→ **EXERCISE TEXT**:
Start of Block

It's a little late to shut the barn door now that the horse has escaped (yes, that's a joke), but, as Uncle Mac pointed out recently, the first phase of the break in period is to wear the new shoes indoors for_ two _days, in case you need to return them. However, since your main concern, closerlook, is that the little nick might get worse over time, I'd take the shoes back to at least see if there's something that can be done to prevent that, a little glue, or filler that a shoemaker might use. If, once they know that you're not demanding a new pair, they say don't bother, they're fine as is, you can set your mind at rest. The cosmetic defect, such as it is, is not noticeable, and you will soon stop noticing it yourself.


----------



## risk_reward (Aug 9, 2010)

Alfani has nicer leather in their shoes. Take them back.


----------



## Orgetorix (May 20, 2005)

Were they still unworn, I'd put this in the "return it if it bothers you" category. But you've accepted the shoes, flaw and all, by wearing them.


----------



## closerlook (Sep 3, 2008)

Orgetorix said:


> Were they still unworn, I'd put this in the "return it if it bothers you" category. But you've accepted the shoes, flaw and all, by wearing them.


Yes, Unfortunetly, I think the flaw was covered over by the finish and it only became apparent through wearing them and the shoe flexing.


----------



## closerlook (Sep 3, 2008)

Orgetorix said:


> Were they still unworn, I'd put this in the "return it if it bothers you" category. But you've accepted the shoes, flaw and all, by wearing them.


Yes, Unfortunetly, I think the flaw was covered over by the finish and it only became apparent through wearing them and the shoe flexing.


----------



## jimmyfingers (Sep 14, 2010)

Mannix said:


> It bothers you enough to write a paragraph and take three pictures, so perhaps you _should_ get a different pair.


Very true....it would be driving me crazy as well.

End of Block

→ **THE TASK**:
Answer these from the shoe forum thread above.
(a) For how many days does the first post say new shoes should be worn indoors during the first phase of the break-in period?
(b) Which brand does risk_reward say has nicer leather in its shoes?
(c) According to closerlook, what covered over the flaw?

→ **RECORDS SUPPLIED**:

Start of Block

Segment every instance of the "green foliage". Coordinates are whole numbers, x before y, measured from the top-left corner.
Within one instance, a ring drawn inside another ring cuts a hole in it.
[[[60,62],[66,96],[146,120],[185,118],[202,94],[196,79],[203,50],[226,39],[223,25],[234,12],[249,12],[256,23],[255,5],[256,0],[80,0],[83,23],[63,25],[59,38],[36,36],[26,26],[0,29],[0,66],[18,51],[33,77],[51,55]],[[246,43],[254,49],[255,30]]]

End of Block
Start of Block

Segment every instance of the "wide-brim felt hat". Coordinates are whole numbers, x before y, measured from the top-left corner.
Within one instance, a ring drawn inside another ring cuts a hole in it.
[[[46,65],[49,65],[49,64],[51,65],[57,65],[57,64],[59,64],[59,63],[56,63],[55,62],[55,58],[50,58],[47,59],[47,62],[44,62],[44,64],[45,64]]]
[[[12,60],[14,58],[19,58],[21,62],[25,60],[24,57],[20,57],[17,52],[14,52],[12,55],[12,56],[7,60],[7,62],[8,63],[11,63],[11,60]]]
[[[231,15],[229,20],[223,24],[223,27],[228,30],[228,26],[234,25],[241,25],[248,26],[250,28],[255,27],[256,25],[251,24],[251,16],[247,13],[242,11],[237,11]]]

End of Block

→ **EXERCISE RESULT**:
(a) Two days.
(b) Alfani.
(c) The finish.